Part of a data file
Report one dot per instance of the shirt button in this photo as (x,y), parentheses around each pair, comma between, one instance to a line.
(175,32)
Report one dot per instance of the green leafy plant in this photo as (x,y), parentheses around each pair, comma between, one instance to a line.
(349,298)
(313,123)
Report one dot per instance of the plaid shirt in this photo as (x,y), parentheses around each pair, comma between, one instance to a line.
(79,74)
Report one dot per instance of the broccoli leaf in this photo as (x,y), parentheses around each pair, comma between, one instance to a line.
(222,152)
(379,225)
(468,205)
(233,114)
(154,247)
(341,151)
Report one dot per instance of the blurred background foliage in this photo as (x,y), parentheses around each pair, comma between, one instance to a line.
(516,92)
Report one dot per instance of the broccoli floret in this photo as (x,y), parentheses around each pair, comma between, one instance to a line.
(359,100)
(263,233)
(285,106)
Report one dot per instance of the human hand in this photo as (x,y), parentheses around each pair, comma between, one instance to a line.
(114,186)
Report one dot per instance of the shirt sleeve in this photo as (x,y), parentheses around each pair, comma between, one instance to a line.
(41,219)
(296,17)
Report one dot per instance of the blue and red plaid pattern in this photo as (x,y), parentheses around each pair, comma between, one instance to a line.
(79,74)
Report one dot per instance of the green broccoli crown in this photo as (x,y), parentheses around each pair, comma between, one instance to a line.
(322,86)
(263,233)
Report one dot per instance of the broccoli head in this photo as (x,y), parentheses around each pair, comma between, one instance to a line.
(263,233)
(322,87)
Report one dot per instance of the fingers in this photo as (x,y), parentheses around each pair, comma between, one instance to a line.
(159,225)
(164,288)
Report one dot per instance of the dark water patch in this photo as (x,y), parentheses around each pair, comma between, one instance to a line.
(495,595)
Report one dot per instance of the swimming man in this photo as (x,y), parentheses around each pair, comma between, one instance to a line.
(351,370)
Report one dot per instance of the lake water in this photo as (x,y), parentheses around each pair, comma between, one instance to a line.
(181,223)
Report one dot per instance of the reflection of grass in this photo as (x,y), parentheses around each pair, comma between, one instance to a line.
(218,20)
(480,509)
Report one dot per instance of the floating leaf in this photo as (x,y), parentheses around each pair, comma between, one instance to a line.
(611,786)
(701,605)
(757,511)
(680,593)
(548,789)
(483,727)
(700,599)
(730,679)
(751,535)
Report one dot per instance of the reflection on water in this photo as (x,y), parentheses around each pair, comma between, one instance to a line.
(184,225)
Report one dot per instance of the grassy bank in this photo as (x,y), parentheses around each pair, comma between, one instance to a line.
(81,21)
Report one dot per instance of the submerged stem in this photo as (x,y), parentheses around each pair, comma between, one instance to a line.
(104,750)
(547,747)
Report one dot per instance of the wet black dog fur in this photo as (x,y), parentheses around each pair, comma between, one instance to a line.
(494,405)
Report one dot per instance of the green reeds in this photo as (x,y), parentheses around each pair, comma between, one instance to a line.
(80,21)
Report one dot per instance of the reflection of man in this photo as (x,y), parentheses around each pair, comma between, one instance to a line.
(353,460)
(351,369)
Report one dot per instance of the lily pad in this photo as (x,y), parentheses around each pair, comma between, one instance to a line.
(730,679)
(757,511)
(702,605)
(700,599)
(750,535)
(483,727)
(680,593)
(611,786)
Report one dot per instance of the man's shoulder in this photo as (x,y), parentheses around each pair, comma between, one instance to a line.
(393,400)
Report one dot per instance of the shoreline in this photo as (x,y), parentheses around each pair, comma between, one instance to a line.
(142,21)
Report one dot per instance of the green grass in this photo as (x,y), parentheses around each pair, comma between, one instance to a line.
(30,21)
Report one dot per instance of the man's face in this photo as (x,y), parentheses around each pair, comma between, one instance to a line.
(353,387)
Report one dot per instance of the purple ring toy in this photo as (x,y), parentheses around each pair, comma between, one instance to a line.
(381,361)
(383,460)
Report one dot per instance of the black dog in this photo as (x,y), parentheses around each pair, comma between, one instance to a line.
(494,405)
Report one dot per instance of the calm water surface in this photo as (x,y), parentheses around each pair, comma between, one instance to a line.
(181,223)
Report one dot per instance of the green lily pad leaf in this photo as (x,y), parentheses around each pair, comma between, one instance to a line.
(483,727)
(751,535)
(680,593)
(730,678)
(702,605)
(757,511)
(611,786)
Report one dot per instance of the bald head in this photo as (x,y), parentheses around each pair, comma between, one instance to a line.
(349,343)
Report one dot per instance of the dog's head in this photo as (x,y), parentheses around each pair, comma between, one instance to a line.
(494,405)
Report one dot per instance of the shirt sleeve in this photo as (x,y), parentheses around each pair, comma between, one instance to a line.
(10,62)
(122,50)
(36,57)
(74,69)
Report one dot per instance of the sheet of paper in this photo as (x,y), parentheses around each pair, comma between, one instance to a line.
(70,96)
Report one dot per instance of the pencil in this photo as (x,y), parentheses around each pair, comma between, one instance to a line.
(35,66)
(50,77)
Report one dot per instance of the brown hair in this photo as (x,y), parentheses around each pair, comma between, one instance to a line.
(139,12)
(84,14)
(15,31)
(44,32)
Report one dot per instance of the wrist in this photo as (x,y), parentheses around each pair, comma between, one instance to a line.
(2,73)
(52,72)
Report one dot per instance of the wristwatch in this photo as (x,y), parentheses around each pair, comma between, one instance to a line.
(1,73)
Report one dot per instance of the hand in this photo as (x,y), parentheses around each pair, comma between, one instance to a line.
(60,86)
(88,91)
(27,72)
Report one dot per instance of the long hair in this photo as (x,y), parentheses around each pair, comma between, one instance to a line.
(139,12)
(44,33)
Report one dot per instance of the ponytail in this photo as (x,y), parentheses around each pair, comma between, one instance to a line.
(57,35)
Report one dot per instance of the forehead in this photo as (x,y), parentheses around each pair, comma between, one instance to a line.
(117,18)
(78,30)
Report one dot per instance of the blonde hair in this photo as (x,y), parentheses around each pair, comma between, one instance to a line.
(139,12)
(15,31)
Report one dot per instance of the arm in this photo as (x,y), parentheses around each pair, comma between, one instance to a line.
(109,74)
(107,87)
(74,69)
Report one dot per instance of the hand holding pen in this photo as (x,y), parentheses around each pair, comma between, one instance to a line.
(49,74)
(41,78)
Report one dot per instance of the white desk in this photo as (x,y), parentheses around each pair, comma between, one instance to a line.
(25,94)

WHAT YOU NEED TO DO:
Quote each line above in full, word for word.

WORKED SOLUTION:
Report one dot per instance of the shirt button in this photo as (x,y), parentheses around each pair, comma between, one instance to a line.
(175,32)
Report one dot per instance of the green leafy plant in this photo as (x,y), parentheses around each pair, comma between, one instance to a line.
(349,298)
(313,123)
Report one dot per instance of the plaid shirt in this photo as (x,y), parentheses around each pair, comma between, one instance to a line.
(79,74)
Report one dot per instance of the broccoli leaf in this photo as (x,y), parentheses around each pair, comma between, one instance to a line.
(222,152)
(379,225)
(468,205)
(233,114)
(154,247)
(341,151)
Report one dot per instance of the blurred background foliage in this photo as (x,y), parentheses around each pair, comma between, one instance to a line.
(516,92)
Report one dot per instance of the broccoli floret in this photo as (x,y), parentheses around each pair, comma between, one instance to a line.
(359,100)
(263,233)
(285,106)
Report one dot per instance of the human hand in this photo as (x,y), parentheses around each pair, comma between, one instance to a line.
(114,186)
Report one dot per instance of the shirt sleeve in this photo as (x,y), parentheses around each pair, comma between, one instance to a line.
(41,219)
(296,17)
Report one dot per instance of the blue and red plaid pattern in this photo as (x,y), parentheses around each pair, comma between, one instance to a line.
(79,74)
Report one dot per instance of the green broccoli crown in this photo as (x,y), parentheses around each pair, comma between, one instance to a line.
(322,86)
(263,233)
Report one dot per instance of the broccoli head in this photo as (x,y), parentheses around each pair, comma between, one instance to a line.
(263,233)
(322,87)
Report one dot per instance of the fingers in this photo as (x,y), parentheses around each pair, comma between, one instance to a line.
(159,225)
(164,288)
Report one dot per instance of the dark water patch in this photo as (x,y), parentheses around each pair, comma between, one instance to a line.
(495,595)
Report one dot per instance of the swimming man in this photo as (x,y), parentheses around each pair, comma between, one instance to a line.
(351,370)
Report one dot per instance of the lake water in this photo as (x,y), parentheses around each pair, comma between, one instance to a line.
(181,223)
Report one dot per instance of the reflection of grass in this photo as (x,y), parentheses around each pair, comma between, one instance to a line.
(218,20)
(480,509)
Report one dot per instance of the floating leaf in this photo as (x,y), parentheses around each pair, comma between, one instance to a line.
(611,786)
(701,605)
(757,511)
(680,593)
(548,789)
(483,727)
(700,599)
(730,679)
(751,535)
Report one dot per instance of the reflection on water in this photo as (x,y), parentheses around each pair, comma between, one instance to a line.
(184,225)
Report one dot per instance of the grassy bank in this photo as (x,y), parentheses around each pair, comma between, one instance to a line.
(81,21)
Report one dot per instance of the submerged stem in this photo as (x,y), parentheses around each pair, comma between, one instance to a line.
(104,750)
(547,747)
Report one dot per instance of the wet black dog fur in this photo as (x,y), parentheses around each pair, comma between, one instance to a line.
(494,405)
Report one dot per instance of the green reeds in this photo as (x,y), parentheses around each pair, comma between, one instance to a line.
(80,21)
Report one dot per instance of the reflection of man in this photo as (x,y), parentheses around each pair, comma between, one instance to a line.
(353,460)
(351,369)
Report one dot per instance of the lily pad in this photo as (x,y), parentheses around each pair, comma between, one instance to a line.
(730,679)
(757,511)
(702,605)
(700,599)
(750,535)
(483,727)
(680,593)
(611,786)
Report one dot per instance of the man's shoulder in this photo as (x,y), parentheses around each pair, comma between, one instance to a line.
(393,400)
Report one dot per instance of the shoreline in this photo as (x,y), parentheses around each pair, comma between, one instance to a line.
(142,21)
Report one dot per instance of the green grass in this photo as (x,y), parentheses around each pair, comma between, one instance to a line.
(30,21)
Report one dot per instance of the man's face in this photo as (x,y), parentheses around each pair, comma between, one instance to a line.
(353,387)
Report one dot per instance of the purple ring toy in this photo as (x,y), parentheses around each pair, comma between, one instance to a line.
(381,361)
(383,460)
Report one dot per instance of the black dog in this photo as (x,y), parentheses around each pair, comma between, one instance to a line.
(494,405)
Report one dot per instance of the calm water surface in this photo as (x,y), parentheses around each pair, comma between, one instance to a line.
(181,223)
Report one dot per instance of the green lily pad leaf in this photo as (x,y), parentheses around each pair, comma between, one instance to a line.
(483,727)
(751,535)
(680,593)
(730,678)
(702,605)
(757,511)
(611,786)
Report one dot per instance of the bald head in this photo as (x,y), parentheses around each pair, comma between, one instance to a line.
(349,343)
Report one dot per instance of the dog's head in this photo as (x,y), parentheses around each pair, comma between, one instance to a line.
(494,405)
Report one dot per instance of the shirt sleeve in this photo as (x,y), parentheses around each pair, comma between, one instance to a line.
(10,62)
(122,50)
(36,57)
(74,69)
Report one dot per instance of the sheet of paper in this photo as (x,y), parentheses around each pair, comma between, one instance to a line.
(70,96)
Report one dot per instance of the pencil in this photo as (x,y), parentheses around each pair, comma between, one instance to a line.
(35,66)
(50,77)
Report one dot per instance of the brown hair in this photo as (x,y), parentheses around each pair, comma between, one instance to a line.
(139,12)
(84,14)
(15,31)
(44,32)
Report one dot per instance of the wrist in this photo as (x,y), parentheses around each pair, comma between, one instance to a line.
(2,73)
(52,72)
Report one dot per instance of the wristwatch in this photo as (x,y), parentheses around each pair, comma between, one instance to a line.
(1,73)
Report one dot per instance of the hand in this photo as (x,y), parentheses around each pair, comma between, one instance to a line.
(60,86)
(88,91)
(27,72)
Report one dot per instance of the long hair in this photo as (x,y), parentheses around each pair, comma between, one instance to a line.
(139,12)
(44,33)
Report one dot per instance of the ponytail in this photo as (x,y), parentheses around each pair, comma between, one instance to a line.
(57,35)
Report one dot per instance of the forehead in this photo as (x,y), parentheses around each pair, comma between, one instance to a line.
(117,18)
(78,30)
Report one dot per instance of the blonde hair in this photo as (x,y), parentheses around each pair, comma between, one instance to a line.
(139,12)
(15,31)
Report one dot per instance of the arm in this photo as (x,y), parentheses around each pair, comma between, one instance to a line.
(109,74)
(107,87)
(74,69)
Report one dot per instance of the hand holding pen in this photo as (x,y), parentheses around each pair, comma between, one instance to a line.
(49,74)
(41,78)
Report one dot per instance of the white desk in this photo as (x,y), parentheses around each pair, comma between, one instance to a line.
(25,94)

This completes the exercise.